- _Selected passage_:
Turn off the stupid multi-factor authentication FOR THE LOVE OF GOD CAN'T YOU SEE HOW MUCH WE HATE IT?!?! We pay you. You work for us. We did not ask for this. It should be an option. It is such a hassle!
Really disappointed. Trying to do work while on a flight but of course can't receive a text message to authenticate. Please allow us to disable it if logged in or some kind of work around.
I am trying to add an account manager. However, the account manager only has a personal phone and will not add it for SMS verification (nor will I ask them to do so) . Surely there needs to be a better way. Why not email?
I've posted my utter disgust with the multifactor authorization before. I just contacted to see what I could do with them. The questions that I asked them are:
Currently use constant contact. Questions:
1. I don't want to use two step verification. Can I bypass that with you?
2. I have just over 14000 contacts. How much per month?
3. Do you have templates that I can use (and build) for my newsletters?
4. We have two divisions - laser training, and laser certification. Currently I can create newsletters for either, using the respective names and addresses. Can I do that with one account with ?
5. Do I get reports back on number of opens, links clicked, etc?
6. Is there any limit on the number of newsletters (emails) I send out per month? Currently only do 2-3 per month.
Once I hear back from I'll post their answers here on this site, so other constant contact customers can abandon ship as well.
Professional Medical Education Assn.
The MFA complaints have been rolling in for well over a year. Given the sheer amount of negative comments, I'd very much like an update on how Constant Contact plans to address the issues with MFA. I am still one of the many, many customers who would like the option to opt-out of MFA, but at the very least Constant Contact owes its customers a response.
Can we add a feature for multiple users if MFA is a requirement? For small businesses that use one account but separate people create content and others have the account management; we need an option for when those people are not working in the same location or at the same time. Thank you.
The good news is accounts with multiple users do have the ability to set up MFA for each individual user.
I found an easy way to get around the problem. I'm going to get another service provider. Problem solved!
ABSOLUTELY! I Agree. I've also found another service provider but haven't implemented it yet. I will. Turns out that I can have MANY more contacts listed at a LESS EXPENSIVE price than constant contact. Works for me.
This part is conjecture, but I don't buy into the BS response that it's the industry standard and works to protect "our" information. Protect us from what? someone stealing our newsletters? That's what the whole system is about anyway, to make it as publicly available to as many people as possible. Let someone steal them - we're trying to get them out anyway.
My suspicion is that people might be hacking into the system and creating ways to send out their own communications without paying for it. Constant contact is being ripped off by them, and the response of constant contact is to punish legitimate customers by forcing us to go through all of these hoops.
I've already made arrangements with MailChimp and will be leaving soon.

- _Dataset entries_:
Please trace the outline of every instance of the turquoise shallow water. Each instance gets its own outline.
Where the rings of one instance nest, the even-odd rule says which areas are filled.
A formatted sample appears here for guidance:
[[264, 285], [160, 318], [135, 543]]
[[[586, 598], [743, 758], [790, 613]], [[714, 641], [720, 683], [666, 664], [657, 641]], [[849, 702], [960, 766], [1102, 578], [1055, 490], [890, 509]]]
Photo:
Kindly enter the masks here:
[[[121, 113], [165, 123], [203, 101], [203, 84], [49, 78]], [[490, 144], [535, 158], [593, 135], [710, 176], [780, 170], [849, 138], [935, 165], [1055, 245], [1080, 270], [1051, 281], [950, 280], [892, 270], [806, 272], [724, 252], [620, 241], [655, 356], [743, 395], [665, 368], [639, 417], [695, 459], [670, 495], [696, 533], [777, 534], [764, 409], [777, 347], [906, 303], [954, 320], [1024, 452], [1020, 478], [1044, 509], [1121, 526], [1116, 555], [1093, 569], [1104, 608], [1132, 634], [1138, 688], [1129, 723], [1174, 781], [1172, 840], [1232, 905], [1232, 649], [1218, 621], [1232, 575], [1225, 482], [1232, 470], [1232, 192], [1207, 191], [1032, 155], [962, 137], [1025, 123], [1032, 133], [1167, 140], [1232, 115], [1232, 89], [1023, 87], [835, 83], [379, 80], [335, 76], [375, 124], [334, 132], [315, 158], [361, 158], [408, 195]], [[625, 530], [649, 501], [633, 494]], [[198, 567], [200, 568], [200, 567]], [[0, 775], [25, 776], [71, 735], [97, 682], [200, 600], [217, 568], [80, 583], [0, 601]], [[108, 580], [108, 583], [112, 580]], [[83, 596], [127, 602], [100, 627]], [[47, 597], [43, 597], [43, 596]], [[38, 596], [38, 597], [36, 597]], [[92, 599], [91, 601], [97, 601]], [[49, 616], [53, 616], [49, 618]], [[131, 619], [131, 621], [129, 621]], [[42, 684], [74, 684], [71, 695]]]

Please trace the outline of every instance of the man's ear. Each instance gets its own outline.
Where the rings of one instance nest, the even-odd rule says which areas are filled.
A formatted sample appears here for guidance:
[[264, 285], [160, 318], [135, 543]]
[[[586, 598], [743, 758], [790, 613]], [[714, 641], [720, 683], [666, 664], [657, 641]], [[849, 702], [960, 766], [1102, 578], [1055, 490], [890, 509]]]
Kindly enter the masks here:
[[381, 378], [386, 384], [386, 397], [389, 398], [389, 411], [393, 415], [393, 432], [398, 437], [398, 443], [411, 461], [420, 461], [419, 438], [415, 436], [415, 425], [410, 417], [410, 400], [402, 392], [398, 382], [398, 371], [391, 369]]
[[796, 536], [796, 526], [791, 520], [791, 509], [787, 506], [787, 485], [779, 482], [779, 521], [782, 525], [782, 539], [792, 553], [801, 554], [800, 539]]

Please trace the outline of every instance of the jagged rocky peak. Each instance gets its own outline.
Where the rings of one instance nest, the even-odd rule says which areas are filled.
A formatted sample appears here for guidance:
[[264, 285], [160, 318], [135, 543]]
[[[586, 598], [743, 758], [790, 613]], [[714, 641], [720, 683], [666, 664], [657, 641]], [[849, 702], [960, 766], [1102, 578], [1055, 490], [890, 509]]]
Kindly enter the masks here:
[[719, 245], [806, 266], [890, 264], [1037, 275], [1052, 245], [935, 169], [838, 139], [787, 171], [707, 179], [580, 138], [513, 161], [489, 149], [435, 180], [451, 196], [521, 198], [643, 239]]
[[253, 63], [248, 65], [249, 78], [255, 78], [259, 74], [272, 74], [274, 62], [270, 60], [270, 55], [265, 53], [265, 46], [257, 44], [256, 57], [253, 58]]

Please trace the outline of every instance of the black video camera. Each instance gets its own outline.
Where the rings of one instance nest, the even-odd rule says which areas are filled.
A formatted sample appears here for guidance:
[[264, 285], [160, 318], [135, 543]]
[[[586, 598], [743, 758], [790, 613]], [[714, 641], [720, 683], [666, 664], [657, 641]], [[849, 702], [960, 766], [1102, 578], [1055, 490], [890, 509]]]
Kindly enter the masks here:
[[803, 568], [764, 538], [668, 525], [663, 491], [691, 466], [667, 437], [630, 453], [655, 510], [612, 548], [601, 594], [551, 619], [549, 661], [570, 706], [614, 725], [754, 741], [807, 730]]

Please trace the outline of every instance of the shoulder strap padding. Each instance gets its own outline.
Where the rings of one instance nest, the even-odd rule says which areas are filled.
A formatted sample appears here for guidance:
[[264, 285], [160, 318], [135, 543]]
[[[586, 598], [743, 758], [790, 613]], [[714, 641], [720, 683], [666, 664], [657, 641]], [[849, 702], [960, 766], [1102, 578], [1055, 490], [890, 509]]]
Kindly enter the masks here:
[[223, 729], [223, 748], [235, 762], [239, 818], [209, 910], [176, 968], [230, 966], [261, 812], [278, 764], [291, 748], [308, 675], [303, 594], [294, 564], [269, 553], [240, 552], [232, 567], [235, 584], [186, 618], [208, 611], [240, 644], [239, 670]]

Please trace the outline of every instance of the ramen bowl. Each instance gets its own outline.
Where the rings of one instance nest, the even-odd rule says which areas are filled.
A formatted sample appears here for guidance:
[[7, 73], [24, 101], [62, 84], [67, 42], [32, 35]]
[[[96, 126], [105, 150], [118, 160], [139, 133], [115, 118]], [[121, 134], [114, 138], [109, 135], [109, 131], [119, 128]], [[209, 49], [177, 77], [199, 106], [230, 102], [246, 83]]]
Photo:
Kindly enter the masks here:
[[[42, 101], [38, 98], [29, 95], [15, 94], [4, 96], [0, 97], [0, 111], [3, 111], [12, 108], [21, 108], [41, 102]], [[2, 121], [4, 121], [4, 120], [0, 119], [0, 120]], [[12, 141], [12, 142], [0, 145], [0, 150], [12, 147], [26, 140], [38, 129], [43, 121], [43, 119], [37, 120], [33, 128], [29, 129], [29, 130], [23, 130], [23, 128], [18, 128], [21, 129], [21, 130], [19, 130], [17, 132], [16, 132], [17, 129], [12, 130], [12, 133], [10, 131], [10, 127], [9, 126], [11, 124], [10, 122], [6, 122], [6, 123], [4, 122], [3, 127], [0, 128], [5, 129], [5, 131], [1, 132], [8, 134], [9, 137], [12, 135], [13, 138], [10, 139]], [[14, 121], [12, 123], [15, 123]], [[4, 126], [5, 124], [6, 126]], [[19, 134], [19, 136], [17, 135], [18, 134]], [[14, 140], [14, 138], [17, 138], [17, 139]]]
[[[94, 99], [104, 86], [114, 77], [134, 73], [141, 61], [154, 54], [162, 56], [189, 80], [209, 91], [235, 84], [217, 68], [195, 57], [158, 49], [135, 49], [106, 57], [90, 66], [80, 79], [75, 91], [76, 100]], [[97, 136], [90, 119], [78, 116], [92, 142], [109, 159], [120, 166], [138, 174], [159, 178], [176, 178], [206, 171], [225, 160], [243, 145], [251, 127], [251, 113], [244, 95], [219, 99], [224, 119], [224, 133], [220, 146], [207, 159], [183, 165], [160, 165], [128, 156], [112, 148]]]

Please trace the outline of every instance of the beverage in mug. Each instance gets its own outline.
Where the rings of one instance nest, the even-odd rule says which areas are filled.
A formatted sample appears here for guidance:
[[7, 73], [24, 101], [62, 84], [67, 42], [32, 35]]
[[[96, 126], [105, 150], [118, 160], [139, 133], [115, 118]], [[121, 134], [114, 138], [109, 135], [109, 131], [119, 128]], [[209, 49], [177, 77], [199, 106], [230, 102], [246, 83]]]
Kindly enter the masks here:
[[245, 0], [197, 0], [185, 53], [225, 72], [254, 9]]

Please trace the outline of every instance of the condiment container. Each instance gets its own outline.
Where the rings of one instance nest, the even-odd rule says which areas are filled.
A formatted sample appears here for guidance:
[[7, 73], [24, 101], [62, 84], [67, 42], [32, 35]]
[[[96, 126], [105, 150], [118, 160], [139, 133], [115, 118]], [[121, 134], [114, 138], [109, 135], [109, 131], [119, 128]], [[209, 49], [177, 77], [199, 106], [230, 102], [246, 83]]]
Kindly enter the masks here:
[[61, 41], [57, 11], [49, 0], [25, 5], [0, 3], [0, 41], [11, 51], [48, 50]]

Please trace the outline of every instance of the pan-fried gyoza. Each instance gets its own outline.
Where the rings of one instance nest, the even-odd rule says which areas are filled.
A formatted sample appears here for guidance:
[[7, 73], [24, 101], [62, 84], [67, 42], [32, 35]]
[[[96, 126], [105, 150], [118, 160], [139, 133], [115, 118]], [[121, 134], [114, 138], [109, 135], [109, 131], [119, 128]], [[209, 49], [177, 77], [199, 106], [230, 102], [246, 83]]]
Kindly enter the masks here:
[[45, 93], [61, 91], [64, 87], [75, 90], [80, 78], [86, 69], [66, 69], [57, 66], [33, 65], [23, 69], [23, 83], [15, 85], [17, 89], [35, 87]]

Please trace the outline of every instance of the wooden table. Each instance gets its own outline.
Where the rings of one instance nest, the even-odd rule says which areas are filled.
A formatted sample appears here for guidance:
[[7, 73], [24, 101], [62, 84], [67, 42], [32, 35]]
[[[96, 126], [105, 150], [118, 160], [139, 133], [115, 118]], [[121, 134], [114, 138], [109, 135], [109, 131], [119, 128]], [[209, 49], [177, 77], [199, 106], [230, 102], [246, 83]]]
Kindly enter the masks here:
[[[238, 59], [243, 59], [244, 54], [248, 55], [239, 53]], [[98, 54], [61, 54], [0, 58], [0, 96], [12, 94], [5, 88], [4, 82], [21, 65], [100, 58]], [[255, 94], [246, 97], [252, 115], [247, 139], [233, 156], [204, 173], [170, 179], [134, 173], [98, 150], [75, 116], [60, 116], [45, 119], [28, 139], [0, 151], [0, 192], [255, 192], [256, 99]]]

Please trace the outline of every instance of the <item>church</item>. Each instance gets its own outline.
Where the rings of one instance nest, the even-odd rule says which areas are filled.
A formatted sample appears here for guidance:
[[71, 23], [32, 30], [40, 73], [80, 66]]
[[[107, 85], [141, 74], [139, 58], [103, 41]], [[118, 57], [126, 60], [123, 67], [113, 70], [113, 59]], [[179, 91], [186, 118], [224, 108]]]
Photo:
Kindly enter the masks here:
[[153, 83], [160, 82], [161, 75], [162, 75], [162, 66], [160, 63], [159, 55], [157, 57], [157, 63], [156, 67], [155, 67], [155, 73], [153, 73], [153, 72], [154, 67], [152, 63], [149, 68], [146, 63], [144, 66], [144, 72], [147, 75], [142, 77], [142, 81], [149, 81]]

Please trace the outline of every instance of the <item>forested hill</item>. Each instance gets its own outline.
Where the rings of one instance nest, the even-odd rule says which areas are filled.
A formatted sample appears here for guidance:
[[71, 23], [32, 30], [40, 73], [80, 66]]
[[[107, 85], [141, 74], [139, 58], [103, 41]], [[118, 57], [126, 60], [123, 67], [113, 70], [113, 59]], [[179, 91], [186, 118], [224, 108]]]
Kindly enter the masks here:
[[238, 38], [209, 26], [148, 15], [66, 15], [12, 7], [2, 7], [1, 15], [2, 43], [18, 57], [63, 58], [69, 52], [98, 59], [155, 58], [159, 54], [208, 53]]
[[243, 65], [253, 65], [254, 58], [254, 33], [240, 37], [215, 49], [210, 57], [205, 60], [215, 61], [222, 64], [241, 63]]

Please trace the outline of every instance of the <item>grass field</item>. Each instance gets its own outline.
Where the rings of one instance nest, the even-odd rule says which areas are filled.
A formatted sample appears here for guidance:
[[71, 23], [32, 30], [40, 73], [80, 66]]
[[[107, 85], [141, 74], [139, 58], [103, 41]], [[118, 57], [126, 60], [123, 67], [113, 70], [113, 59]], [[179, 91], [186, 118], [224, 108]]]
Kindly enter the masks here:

- _Problems and tasks_:
1. In the forum thread on MFA, what are the two divisions the newsletter sender names?
2. Print the forum thread on MFA from "6. Is there" up to and including "Medical Education Assn.".
The dataset entries play no part in this.

- _Outputs for the tasks_:
1. Laser training and laser certification.

2.
6. Is there any limit on the number of newsletters (emails) I send out per month? Currently only do 2-3 per month.
Once I hear back from I'll post their answers here on this site, so other constant contact customers can abandon ship as well.
Professional Medical Education Assn.